- TRECHO FORNECIDO
◆ ◆ ◆ ◆

O madeireiro que
derrubava árvores na Amazônia e aprendeu a amar a floresta
Houve uma época em
que, toda vez que Roberto Brito olhava para uma árvore, ele via um número – o
valor em dinheiro que ele poderia ganhar se ela fosse
derrubada.
Brito vive com a
família nas margens do rio
Negro,
no Amazonas, e só conseguia
ver o valor financeiro das árvores derrubadas.
Ele aprendeu a usar
a motosserra aos 11 anos e representava a quarta geração da família a cortar
árvores antes mesmo de atingir a maioridade.
Quando jovem, Brito
tinha dificuldade para observar uma bela árvore, que ele sabia que iria
produzir madeira de boa qualidade, sem derrubá-la. Ele conta que era doloroso
resistir a este impulso, tão difícil quanto parar de fumar.
Agora, tudo mudou.
"Deixamos de pensar no preço e começamos a pensar em [um tipo diferente
de] valor", ele conta.
"Quando vejo
um belo cumaru, por exemplo, com 300 a 400 anos de idade, pouco mais de um
metro de diâmetro e 15 a 20 metros de altura, eu ainda toco nele, mas com um
pensamento diferente."
"Quando eu era
madeireiro, eu tocava uma árvore como aquela e dizia, 'vou passar três ou
quatro dias trabalhando e ganhar R$ 700 ou R$ 800'", ele conta.

◆ ◆ ◆ ◆

- PEDIDO ESCRITO A
Resuma em duas frases o texto sobre o madeireiro do rio Negro.

◆ ◆ ◆ ◆

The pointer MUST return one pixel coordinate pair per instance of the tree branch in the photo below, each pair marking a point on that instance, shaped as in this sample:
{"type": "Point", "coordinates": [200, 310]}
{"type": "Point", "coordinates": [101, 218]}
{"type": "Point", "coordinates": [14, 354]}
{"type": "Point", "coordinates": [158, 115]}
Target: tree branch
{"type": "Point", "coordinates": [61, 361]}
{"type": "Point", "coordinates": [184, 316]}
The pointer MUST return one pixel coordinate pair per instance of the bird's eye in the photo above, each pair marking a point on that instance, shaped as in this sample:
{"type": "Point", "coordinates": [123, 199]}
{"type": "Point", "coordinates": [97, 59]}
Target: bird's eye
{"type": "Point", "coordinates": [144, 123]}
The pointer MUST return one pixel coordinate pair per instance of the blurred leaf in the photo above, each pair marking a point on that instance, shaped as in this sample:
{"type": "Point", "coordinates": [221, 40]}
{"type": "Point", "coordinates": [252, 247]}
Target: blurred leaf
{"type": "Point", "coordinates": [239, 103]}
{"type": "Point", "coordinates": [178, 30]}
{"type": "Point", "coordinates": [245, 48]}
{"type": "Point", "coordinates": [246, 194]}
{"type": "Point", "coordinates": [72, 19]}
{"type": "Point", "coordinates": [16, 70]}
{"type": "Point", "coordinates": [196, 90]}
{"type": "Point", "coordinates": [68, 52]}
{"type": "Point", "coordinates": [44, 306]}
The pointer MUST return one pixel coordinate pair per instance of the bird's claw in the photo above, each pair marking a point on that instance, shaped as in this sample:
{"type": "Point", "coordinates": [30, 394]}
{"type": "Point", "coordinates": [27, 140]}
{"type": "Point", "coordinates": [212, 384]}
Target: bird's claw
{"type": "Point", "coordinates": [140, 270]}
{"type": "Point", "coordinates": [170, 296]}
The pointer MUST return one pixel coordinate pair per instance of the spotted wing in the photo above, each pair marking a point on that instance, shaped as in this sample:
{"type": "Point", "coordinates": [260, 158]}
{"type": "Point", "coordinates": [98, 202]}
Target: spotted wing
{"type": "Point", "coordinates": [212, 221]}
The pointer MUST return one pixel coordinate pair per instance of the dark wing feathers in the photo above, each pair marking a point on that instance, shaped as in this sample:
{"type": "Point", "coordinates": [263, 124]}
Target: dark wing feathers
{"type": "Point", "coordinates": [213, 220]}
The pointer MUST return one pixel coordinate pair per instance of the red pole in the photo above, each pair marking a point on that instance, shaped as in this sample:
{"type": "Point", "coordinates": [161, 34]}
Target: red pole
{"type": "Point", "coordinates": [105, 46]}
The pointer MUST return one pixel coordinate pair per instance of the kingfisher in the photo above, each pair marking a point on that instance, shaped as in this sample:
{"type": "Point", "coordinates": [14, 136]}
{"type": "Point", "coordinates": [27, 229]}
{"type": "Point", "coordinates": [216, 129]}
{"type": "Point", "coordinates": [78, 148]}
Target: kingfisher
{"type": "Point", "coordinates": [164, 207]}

◆ ◆ ◆ ◆

- PEDIDO ESCRITO B
Transcreva, sem nenhuma alteração, tudo o que vai do início dos registros até a linha que contém "Target: tree branch", com essa linha incluída.

- RESPOSTA CORRETA A
Roberto Brito, que vive com a família às margens do rio Negro, no Amazonas, aprendeu a usar a motosserra aos 11 anos e, durante uma época, só via nas árvores o dinheiro que poderia ganhar derrubando-as. Agora ele diz que deixou de pensar no preço e passou a pensar em outro tipo de valor, e ainda toca árvores como um cumaru, mas com um pensamento diferente.

- RESPOSTA CORRETA B
The pointer MUST return one pixel coordinate pair per instance of the tree branch in the photo below, each pair marking a point on that instance, shaped as in this sample:
{"type": "Point", "coordinates": [200, 310]}
{"type": "Point", "coordinates": [101, 218]}
{"type": "Point", "coordinates": [14, 354]}
{"type": "Point", "coordinates": [158, 115]}
Target: tree branch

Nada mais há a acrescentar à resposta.